In the entries below, find each line bearing the string "Identify" and copy it.

--- DATASET Enclosed Below ---

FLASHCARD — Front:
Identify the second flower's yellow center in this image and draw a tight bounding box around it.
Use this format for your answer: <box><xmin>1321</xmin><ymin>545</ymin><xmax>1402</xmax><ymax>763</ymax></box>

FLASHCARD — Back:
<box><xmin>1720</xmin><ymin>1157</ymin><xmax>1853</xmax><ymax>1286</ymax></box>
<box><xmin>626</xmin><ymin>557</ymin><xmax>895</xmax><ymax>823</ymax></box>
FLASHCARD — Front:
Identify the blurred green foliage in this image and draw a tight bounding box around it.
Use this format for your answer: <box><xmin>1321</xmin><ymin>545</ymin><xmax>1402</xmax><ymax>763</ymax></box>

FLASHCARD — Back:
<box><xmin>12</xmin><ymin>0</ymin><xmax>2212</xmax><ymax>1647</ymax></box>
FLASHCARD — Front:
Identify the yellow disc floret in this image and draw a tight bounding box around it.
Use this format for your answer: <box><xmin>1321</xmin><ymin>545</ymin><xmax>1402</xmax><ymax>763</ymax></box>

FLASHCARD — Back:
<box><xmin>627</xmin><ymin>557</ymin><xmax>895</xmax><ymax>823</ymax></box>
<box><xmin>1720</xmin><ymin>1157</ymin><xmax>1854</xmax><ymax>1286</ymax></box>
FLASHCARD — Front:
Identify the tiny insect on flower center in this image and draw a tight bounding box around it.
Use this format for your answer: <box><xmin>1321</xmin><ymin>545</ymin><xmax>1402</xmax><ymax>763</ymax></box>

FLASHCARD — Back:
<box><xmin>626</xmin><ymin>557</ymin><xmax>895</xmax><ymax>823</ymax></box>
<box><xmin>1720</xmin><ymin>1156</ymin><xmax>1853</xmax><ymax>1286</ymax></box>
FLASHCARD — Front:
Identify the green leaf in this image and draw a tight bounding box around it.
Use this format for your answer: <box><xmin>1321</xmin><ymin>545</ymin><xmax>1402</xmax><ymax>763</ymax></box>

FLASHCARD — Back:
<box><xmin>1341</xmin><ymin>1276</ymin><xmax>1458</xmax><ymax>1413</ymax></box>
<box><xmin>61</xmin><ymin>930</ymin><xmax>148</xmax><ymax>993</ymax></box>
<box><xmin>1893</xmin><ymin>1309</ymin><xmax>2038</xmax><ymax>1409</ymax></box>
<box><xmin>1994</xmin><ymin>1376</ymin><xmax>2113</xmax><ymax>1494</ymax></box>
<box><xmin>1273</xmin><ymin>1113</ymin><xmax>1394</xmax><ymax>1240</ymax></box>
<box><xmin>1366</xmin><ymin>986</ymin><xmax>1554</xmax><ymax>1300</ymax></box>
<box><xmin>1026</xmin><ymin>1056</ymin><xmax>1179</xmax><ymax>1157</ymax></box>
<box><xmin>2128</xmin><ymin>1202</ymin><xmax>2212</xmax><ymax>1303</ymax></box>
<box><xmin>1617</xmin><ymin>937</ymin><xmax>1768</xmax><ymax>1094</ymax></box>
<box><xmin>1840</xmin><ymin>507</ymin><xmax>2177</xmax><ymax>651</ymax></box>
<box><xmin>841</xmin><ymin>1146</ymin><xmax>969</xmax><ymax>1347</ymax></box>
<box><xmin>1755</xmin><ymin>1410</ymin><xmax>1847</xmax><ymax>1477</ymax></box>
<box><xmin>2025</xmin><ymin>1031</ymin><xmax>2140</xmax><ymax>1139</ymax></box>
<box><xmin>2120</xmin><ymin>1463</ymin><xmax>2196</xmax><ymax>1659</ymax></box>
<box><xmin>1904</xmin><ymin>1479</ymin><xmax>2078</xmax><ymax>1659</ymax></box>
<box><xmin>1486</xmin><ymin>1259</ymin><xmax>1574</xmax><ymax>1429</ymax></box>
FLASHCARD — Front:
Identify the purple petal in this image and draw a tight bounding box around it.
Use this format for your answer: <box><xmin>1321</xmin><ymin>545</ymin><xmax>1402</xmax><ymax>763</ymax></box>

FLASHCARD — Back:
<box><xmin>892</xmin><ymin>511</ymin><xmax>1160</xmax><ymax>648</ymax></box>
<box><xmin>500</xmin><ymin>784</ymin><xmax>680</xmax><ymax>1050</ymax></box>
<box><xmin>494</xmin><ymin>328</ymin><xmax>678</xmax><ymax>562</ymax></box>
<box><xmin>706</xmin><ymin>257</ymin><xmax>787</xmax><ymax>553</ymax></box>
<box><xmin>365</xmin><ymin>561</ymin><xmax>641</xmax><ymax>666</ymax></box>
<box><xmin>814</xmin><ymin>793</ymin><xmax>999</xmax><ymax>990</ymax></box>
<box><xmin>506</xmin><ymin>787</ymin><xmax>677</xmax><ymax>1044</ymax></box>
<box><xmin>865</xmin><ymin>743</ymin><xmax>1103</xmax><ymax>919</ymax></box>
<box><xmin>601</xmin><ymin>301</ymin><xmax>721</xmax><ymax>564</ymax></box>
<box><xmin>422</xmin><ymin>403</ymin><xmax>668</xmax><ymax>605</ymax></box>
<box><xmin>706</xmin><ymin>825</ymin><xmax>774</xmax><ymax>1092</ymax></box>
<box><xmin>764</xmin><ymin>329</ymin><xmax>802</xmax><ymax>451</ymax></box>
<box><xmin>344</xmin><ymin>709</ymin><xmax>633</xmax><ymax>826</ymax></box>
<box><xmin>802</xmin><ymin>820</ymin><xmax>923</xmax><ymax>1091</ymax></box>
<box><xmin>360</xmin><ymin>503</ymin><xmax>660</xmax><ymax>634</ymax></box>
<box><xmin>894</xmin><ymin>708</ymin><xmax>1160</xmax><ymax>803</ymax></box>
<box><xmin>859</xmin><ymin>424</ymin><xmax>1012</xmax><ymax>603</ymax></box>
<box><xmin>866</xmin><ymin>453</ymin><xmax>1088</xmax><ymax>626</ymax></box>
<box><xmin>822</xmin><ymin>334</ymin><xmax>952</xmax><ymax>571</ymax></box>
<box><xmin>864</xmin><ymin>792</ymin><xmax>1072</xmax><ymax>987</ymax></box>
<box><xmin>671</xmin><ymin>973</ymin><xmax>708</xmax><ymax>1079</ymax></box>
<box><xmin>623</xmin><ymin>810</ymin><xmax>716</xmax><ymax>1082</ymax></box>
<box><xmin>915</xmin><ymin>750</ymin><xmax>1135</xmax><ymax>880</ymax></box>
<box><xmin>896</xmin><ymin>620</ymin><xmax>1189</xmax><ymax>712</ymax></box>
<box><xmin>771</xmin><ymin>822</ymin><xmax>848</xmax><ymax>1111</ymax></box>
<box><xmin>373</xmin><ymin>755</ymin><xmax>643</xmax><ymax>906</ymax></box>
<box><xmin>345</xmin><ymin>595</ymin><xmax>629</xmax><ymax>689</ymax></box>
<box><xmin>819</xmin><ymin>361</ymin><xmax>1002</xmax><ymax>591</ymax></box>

--- End of Enclosed DATASET ---

> OUTPUT OF THE EXERCISE
Identify the second flower's yellow center in this image and draw a tight bounding box around it.
Identify the blurred green foliage in this image and draw a tight bounding box around it.
Identify the yellow disc floret in this image and draw a tight bounding box around it.
Identify the tiny insect on flower center in this image and draw a tight bounding box around it.
Identify the green leaf in this image and draw a tight bounding box around it.
Identify the purple petal in this image and draw a tight bounding box around it.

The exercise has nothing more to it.